** ENTRIES SHOWN follows **
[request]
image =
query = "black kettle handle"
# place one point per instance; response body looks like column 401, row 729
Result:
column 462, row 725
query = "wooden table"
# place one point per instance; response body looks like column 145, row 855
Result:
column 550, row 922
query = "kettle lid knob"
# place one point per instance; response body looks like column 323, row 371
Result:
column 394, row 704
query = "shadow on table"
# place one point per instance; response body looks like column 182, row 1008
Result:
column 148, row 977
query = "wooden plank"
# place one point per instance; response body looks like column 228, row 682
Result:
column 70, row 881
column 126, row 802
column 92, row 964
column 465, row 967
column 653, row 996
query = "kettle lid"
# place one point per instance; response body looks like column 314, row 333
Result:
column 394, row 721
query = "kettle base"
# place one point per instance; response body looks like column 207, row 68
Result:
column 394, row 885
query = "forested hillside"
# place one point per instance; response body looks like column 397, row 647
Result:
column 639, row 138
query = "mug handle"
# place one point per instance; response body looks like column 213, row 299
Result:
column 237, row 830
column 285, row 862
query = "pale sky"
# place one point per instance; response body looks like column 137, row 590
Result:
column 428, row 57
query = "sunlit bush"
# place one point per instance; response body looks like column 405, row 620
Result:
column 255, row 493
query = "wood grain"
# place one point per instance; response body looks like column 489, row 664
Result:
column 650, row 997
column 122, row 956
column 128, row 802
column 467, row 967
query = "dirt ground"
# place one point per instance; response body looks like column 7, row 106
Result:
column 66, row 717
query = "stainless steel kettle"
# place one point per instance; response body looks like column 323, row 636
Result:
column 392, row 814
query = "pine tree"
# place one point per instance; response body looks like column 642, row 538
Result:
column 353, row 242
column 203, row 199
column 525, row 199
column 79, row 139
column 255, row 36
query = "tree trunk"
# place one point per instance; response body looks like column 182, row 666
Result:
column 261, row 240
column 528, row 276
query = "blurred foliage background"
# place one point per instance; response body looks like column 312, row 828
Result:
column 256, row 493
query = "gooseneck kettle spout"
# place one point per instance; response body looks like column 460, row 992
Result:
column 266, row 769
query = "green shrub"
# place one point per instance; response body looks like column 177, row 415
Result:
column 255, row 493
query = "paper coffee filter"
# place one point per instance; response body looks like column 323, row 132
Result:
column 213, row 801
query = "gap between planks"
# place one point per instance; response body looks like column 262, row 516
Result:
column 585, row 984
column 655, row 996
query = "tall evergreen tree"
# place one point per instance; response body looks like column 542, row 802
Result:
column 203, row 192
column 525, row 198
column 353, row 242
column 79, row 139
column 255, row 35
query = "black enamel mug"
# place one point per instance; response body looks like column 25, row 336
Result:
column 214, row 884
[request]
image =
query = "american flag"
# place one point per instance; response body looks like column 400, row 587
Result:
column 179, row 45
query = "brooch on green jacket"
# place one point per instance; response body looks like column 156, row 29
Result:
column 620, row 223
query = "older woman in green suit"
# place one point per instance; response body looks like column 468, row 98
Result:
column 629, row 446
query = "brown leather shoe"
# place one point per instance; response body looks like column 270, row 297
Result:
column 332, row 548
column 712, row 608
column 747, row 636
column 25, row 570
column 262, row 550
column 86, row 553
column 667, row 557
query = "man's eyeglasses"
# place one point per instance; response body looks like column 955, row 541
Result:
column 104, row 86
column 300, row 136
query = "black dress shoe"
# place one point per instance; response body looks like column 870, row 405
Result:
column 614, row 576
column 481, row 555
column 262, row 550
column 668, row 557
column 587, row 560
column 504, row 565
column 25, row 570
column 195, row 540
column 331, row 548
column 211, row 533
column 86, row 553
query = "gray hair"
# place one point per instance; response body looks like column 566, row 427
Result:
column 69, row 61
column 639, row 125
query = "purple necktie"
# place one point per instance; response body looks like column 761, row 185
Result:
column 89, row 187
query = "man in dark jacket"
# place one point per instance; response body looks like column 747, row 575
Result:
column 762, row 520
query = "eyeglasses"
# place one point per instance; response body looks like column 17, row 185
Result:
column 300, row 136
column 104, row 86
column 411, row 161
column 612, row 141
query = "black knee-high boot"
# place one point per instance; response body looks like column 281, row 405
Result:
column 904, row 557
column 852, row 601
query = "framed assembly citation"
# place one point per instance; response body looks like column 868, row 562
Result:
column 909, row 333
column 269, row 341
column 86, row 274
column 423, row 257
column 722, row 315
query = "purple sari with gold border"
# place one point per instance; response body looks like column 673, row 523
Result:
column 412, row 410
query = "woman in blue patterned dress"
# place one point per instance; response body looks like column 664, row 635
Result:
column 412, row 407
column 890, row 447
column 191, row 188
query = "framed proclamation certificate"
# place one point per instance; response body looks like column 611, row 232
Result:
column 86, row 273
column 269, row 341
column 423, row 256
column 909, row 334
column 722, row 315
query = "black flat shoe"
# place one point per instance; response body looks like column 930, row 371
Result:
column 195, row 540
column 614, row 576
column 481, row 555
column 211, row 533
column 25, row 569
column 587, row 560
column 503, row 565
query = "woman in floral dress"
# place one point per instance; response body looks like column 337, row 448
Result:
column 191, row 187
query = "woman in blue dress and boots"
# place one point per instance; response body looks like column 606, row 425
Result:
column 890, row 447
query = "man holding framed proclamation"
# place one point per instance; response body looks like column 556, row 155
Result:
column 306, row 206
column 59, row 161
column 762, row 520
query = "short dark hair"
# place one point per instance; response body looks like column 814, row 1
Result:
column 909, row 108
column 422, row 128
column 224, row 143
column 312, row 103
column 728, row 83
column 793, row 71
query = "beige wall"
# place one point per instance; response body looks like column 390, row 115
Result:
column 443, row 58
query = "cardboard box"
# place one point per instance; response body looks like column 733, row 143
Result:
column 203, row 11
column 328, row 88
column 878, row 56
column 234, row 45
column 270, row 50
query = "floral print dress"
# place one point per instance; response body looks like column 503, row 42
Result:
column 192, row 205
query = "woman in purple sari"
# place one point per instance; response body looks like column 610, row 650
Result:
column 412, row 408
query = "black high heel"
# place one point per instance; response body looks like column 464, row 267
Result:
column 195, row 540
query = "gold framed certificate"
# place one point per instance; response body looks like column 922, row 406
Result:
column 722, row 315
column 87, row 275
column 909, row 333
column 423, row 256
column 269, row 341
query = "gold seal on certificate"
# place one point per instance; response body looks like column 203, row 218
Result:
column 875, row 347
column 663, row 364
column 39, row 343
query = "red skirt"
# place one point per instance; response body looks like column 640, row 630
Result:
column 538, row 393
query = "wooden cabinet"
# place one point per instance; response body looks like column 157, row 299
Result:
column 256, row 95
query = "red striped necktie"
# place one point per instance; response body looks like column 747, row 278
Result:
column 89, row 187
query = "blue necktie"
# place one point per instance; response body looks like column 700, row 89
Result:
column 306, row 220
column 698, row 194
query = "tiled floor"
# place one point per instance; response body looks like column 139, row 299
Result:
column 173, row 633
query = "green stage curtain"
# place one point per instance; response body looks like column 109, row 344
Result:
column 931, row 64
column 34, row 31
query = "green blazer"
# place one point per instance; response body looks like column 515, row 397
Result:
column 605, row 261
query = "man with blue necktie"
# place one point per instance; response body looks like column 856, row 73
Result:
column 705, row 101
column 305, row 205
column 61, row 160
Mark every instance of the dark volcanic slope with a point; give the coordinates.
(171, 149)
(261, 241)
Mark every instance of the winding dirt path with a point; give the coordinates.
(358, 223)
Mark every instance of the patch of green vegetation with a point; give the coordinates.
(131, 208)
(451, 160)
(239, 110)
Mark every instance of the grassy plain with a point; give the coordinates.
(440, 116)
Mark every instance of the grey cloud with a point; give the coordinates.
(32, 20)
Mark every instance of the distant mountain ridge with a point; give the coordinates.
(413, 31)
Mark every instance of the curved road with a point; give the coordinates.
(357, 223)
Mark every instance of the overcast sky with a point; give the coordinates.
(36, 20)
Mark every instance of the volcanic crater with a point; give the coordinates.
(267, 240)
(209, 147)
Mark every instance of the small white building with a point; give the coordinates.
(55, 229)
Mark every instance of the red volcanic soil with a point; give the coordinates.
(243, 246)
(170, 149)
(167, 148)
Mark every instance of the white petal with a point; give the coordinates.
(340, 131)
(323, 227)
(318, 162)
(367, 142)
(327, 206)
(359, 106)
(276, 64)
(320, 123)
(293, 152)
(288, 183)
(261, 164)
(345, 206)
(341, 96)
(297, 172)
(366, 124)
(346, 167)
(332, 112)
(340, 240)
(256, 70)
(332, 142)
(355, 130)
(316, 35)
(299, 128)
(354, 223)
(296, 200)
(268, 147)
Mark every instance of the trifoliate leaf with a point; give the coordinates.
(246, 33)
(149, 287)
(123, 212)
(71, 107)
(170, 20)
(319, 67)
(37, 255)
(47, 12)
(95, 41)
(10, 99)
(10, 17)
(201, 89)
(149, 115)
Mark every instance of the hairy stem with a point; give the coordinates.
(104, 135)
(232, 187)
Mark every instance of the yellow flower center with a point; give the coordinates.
** End of ENTRIES SHOWN **
WHAT TO PRODUCE = If the word "dress" is on a line above, return that line.

EXERCISE OUTPUT =
query = "black dress shoe"
query = "woman in blue patterned dress"
query = "woman in floral dress"
query = "woman in blue dress and boots"
query = "floral print dress"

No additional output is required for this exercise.